Die Aufgabe -
Gib den Textauszug über die Klimakrise vollständig und Wort für Wort wieder.

Ausgangstext -
═══
Zwei Seiten später eine weitere Szene junger Menschen:

Wir haben bereits die meisten Tiere umgebracht, die Ozeane aufgeheizt, der CO2-Gehalt der Atmosphäre ist der höchste seit achthunderttausend Jahren. Selbst wenn wir sofort alles stoppten, so als würden wir heute Mittag alle sterben - keine Autos mehr, kein Militär, keine Hamburger - wird es noch über Jahrhunderte wärmer werden. Wenn wir alle mal fünfundzwanzig sind? Dann wird sich der CO2-Gehalt noch mal verdoppelt haben, was heißere Feuer bedeutet, schwerere Stürme, schwere Überschwemmungen. Getreide zum Beispiel wird in zehn Jahren nicht mehr so gut wachsen. 25 Prozent von dem, was Kühe und Hühner fressen; ist, ratet mal, was? Getreide. (...) und was noch, wenn mehr CO2 in der Luft ist? Dann können Menschen nicht mehr so gut denken. Wenn wir also 25 sind, werden viel mehr Menschen hungern, Angst haben und auf der Flucht aus brennenden oder überfluteten Städten im Verkehr feststecken. Glaubt ihr, dass wir dann da in unseren Autos die Klimaprobleme lösen? Oder wenn wir aufeinander einschlagen, einander ausplündern, vergewaltigen und gegenseitig auffressen? (305) 

Weiter geht es mit jungen Umweltaktivisten, die sich protestierend an die Reichen wenden:

Sie nennen uns militant und Terroristen. Sie sagen, dass Wandel Zeit braucht. Aber wir haben keine Zeit mehr. Wir können nicht länger in einer weltweiten Kultur leben, in der es den Reichen erlaubt ist, zu glauben, dass ihre Lebensweise ohne Folgen ist, dass sie benutzen können, was immer sie wollen, und wegwerfen können, was immer sie wollen, dass sie gegen Katastrophen immun sind. Ich weiß, es ist nicht einfach, sich die Augen öffnen zu lassen, es macht keinen Spaß. (365)
═══
[Einträge der Sammlung]
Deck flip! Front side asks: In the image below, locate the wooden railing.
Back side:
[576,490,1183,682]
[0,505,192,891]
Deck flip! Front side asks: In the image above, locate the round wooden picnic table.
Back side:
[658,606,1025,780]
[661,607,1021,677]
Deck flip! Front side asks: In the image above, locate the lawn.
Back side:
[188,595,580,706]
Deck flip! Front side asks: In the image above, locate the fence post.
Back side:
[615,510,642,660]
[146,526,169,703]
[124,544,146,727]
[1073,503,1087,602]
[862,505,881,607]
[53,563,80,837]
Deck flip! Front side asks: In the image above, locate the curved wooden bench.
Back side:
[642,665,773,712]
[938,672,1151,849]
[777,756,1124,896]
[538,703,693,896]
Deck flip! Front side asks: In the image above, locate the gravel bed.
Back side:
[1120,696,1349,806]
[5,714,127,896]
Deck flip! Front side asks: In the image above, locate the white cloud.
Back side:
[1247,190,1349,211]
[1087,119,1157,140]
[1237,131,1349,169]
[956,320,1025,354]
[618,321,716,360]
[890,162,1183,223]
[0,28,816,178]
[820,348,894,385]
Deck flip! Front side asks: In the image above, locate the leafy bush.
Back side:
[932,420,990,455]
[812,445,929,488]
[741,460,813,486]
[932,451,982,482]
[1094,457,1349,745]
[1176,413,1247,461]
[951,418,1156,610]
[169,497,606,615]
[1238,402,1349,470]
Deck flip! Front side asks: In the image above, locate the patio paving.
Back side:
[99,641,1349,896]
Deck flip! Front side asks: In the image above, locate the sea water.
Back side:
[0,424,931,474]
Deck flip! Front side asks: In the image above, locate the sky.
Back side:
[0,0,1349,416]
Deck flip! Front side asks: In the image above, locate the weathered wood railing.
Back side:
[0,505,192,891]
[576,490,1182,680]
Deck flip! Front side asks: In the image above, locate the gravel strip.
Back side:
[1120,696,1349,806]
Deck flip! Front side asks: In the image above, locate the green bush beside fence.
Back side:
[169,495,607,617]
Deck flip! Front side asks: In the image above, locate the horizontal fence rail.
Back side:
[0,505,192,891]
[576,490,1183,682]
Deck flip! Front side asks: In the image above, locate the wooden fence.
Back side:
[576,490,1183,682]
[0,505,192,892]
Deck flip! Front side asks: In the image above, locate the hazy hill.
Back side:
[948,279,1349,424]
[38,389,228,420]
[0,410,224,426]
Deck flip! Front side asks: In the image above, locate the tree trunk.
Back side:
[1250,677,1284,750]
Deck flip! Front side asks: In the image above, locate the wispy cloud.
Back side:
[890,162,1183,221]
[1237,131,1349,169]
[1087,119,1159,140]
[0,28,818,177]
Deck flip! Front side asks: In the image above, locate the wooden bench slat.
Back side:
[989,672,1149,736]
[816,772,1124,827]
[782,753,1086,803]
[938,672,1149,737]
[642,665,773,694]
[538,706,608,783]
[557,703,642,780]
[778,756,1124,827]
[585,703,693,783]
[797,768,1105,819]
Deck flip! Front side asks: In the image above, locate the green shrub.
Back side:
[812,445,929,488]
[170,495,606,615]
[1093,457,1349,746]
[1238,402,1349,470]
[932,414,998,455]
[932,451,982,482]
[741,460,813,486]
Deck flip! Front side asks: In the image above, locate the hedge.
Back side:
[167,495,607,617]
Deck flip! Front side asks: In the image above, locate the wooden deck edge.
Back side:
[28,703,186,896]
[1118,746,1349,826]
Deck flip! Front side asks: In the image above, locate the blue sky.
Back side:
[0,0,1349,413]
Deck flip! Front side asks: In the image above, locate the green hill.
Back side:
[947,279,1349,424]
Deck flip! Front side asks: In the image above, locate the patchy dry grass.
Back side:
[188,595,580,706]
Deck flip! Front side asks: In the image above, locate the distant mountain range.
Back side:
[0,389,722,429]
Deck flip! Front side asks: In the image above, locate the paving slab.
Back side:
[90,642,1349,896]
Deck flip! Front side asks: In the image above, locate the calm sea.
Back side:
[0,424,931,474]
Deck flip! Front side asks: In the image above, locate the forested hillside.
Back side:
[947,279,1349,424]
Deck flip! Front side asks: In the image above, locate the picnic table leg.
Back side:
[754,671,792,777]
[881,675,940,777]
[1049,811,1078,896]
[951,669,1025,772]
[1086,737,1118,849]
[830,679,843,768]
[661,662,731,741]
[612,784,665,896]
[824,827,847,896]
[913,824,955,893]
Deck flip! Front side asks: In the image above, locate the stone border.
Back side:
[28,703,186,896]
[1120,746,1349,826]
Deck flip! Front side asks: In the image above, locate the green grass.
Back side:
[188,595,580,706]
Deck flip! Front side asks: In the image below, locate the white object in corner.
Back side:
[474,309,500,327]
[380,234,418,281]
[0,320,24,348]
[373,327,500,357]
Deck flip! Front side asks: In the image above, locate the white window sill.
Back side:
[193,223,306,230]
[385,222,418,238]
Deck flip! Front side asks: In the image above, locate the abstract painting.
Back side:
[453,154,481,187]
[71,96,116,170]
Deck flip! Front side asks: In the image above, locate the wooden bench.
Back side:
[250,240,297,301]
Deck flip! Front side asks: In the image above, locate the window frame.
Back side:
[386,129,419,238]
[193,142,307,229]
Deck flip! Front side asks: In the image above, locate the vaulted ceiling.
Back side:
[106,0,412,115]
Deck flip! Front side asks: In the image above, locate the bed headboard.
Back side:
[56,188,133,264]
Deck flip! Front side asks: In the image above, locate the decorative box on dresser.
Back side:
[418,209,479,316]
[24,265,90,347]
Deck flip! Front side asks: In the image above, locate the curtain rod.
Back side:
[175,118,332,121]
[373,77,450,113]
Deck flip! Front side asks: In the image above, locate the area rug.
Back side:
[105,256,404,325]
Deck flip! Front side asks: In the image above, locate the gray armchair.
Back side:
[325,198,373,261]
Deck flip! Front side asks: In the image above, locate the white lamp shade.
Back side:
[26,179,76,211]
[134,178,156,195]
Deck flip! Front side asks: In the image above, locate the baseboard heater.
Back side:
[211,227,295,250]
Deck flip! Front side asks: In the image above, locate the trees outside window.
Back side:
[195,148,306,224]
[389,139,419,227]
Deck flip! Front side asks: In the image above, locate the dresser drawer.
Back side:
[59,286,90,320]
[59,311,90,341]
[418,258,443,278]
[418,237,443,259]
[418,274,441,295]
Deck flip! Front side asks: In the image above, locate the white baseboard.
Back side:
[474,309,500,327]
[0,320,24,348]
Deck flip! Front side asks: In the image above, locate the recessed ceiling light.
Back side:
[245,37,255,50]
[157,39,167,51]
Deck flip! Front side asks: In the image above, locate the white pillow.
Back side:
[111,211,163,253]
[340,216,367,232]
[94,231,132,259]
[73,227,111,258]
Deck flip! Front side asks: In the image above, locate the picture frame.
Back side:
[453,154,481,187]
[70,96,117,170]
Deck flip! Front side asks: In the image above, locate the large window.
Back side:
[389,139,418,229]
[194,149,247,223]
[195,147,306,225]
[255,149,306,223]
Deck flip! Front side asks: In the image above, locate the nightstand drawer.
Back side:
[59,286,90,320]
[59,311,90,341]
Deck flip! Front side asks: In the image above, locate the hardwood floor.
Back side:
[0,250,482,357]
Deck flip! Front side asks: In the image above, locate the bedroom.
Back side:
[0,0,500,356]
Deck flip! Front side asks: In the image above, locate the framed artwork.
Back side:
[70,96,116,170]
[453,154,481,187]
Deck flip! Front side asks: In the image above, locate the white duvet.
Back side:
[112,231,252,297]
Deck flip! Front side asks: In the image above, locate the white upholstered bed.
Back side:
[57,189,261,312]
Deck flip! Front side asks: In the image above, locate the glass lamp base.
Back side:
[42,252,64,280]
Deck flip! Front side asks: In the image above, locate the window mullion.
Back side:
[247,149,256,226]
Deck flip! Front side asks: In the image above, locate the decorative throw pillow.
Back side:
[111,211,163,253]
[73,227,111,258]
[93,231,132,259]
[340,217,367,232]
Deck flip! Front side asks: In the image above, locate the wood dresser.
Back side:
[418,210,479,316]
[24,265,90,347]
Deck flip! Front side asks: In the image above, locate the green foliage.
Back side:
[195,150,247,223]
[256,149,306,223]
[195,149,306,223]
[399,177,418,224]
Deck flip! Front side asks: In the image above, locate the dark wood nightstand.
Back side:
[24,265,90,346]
═══
Deine Lösung -
Zwei Seiten später eine weitere Szene junger Menschen:

Wir haben bereits die meisten Tiere umgebracht, die Ozeane aufgeheizt, der CO2-Gehalt der Atmosphäre ist der höchste seit achthunderttausend Jahren. Selbst wenn wir sofort alles stoppten, so als würden wir heute Mittag alle sterben - keine Autos mehr, kein Militär, keine Hamburger - wird es noch über Jahrhunderte wärmer werden. Wenn wir alle mal fünfundzwanzig sind? Dann wird sich der CO2-Gehalt noch mal verdoppelt haben, was heißere Feuer bedeutet, schwerere Stürme, schwere Überschwemmungen. Getreide zum Beispiel wird in zehn Jahren nicht mehr so gut wachsen. 25 Prozent von dem, was Kühe und Hühner fressen; ist, ratet mal, was? Getreide. (...) und was noch, wenn mehr CO2 in der Luft ist? Dann können Menschen nicht mehr so gut denken. Wenn wir also 25 sind, werden viel mehr Menschen hungern, Angst haben und auf der Flucht aus brennenden oder überfluteten Städten im Verkehr feststecken. Glaubt ihr, dass wir dann da in unseren Autos die Klimaprobleme lösen? Oder wenn wir aufeinander einschlagen, einander ausplündern, vergewaltigen und gegenseitig auffressen? (305) 

Weiter geht es mit jungen Umweltaktivisten, die sich protestierend an die Reichen wenden:

Sie nennen uns militant und Terroristen. Sie sagen, dass Wandel Zeit braucht. Aber wir haben keine Zeit mehr. Wir können nicht länger in einer weltweiten Kultur leben, in der es den Reichen erlaubt ist, zu glauben, dass ihre Lebensweise ohne Folgen ist, dass sie benutzen können, was immer sie wollen, und wegwerfen können, was immer sie wollen, dass sie gegen Katastrophen immun sind. Ich weiß, es ist nicht einfach, sich die Augen öffnen zu lassen, es macht keinen Spaß. (365)